──────── Text ────────

Researchers from MIT and the Singapore-MIT Alliance for Research and Technology (SMART) have made a groundbreaking discovery using plant sensors made from carbon nanotubes. These sensors have the potential to serve as an early warning system for farmers by detecting signals that indicate when plants are experiencing stress factors such as heat, light, or attacks from insects or bacteria.

The sensors are designed to detect two signaling molecules, hydrogen peroxide, and salicylic acid, which plants use to coordinate their response to stress. By monitoring the production of these molecules at different time points for each type of stress, the sensors can create distinct patterns that can alert farmers to potential threats to their crops.

Michael Strano, the Carbon P. Dubbs Professor of Chemical Engineering at MIT, explains that the combination of these two sensors can provide detailed information about the type of stress a plant is undergoing in real-time. This allows farmers to take proactive measures to protect their crops before significant damage occurs.

The research paper detailing these findings, published in Nature Communications, lists Sarojam Rajani from the Temasek Life Sciences Laboratory in Singapore as a senior author. The lead authors of the paper are Mervin Chun-Yi Ang from SMART and Jolly Madathiparambil Saju from the Temasek Life Sciences Laboratory.

Plant responses to stress vary, and the sensors developed by Strano’s lab are capable of detecting hydrogen peroxide, a distress signal used by plant cells under various stress conditions. By utilizing carbon nanotubes wrapped in polymers, the sensors can be customized to detect different molecules, emitting a fluorescent signal when the target molecule is present.

──────── Dataset content ────────

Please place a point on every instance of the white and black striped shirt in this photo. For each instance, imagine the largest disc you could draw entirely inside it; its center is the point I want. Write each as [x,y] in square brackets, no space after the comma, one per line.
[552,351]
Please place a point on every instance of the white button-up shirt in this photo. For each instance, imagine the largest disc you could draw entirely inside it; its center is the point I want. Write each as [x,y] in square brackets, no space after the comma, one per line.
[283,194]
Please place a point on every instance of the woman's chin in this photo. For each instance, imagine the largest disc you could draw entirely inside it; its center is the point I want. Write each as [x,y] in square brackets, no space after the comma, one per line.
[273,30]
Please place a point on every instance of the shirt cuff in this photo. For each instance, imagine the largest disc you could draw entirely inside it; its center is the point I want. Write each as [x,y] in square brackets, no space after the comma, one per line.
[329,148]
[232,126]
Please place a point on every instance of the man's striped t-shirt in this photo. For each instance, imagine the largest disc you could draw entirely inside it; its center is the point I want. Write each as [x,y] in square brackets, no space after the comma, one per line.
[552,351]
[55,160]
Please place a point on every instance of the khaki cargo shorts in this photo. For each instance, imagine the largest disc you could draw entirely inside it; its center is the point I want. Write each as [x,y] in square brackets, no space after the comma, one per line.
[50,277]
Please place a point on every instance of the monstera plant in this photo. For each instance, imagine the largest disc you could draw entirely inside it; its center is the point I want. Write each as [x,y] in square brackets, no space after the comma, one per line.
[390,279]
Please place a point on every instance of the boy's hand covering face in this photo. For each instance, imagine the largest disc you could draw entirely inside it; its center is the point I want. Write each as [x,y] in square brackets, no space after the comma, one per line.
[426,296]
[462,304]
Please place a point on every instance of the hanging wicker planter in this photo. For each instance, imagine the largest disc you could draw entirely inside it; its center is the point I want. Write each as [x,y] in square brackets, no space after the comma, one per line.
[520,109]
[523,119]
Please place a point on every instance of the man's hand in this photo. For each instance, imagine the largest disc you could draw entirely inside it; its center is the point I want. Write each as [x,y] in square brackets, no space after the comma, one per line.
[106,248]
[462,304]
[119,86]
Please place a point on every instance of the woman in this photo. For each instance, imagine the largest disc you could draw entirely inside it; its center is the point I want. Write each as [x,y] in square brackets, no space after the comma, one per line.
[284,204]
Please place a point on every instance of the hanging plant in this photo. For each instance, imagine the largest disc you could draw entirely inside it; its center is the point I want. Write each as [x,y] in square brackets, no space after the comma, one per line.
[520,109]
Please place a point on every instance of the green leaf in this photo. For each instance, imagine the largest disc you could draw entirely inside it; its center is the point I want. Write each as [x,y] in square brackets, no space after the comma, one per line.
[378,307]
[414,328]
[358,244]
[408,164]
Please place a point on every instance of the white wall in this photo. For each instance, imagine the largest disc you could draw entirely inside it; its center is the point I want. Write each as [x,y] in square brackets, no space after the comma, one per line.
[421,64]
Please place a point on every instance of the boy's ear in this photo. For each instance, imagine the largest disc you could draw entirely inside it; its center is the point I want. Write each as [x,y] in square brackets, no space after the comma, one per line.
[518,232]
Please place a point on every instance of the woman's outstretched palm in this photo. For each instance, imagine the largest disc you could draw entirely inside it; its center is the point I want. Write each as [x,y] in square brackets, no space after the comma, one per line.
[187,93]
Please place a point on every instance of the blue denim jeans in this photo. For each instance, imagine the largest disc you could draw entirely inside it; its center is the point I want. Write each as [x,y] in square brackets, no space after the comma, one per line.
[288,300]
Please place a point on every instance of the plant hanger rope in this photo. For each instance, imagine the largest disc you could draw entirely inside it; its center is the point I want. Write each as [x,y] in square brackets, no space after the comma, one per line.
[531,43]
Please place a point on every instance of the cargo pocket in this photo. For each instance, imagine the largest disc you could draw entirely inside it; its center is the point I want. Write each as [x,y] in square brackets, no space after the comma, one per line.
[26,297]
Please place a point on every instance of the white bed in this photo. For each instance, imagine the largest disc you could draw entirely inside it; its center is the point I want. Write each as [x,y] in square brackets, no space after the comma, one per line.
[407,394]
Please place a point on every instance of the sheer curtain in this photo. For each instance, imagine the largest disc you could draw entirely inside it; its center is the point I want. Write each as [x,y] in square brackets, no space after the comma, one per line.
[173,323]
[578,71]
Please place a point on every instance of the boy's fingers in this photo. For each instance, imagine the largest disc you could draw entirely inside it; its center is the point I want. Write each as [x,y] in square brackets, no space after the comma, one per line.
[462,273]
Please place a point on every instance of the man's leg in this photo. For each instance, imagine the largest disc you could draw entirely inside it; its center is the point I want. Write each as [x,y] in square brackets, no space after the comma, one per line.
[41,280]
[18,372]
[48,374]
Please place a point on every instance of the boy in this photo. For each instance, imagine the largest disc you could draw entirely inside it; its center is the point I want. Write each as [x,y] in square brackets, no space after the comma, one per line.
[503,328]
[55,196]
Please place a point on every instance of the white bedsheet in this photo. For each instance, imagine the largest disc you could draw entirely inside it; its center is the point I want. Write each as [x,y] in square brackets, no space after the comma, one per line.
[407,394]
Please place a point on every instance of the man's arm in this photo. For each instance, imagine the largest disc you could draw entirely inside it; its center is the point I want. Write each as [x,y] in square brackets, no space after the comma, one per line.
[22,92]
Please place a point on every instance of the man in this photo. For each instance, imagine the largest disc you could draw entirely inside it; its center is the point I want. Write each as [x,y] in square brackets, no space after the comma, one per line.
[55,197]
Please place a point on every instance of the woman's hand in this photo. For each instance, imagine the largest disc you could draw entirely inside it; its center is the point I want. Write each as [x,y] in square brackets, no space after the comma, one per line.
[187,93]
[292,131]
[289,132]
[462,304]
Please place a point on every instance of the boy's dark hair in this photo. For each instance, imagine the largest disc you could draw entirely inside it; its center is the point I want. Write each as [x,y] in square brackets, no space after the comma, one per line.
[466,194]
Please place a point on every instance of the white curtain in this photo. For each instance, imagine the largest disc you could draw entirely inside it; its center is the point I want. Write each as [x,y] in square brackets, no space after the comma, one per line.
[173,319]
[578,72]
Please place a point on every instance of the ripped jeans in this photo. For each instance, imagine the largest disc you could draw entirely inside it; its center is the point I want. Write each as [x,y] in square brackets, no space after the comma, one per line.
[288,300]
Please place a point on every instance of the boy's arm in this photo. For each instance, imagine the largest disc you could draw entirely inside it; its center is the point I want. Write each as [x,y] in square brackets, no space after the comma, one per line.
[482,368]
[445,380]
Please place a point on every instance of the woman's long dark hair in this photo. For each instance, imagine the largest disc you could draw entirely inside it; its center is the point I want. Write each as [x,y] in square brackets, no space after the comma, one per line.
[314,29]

────────

* Your instructions: According to the plant sensor text, why do the sensors monitor both hydrogen peroxide and salicylic acid? Answer in one to three sentences.

* Your solution: Plants use these two signaling molecules to coordinate their response to stress. Tracking their production at different time points for each type of stress gives distinct patterns that can alert farmers to threats to their crops. Together, the two sensors give real-time detail about which type of stress a plant is undergoing.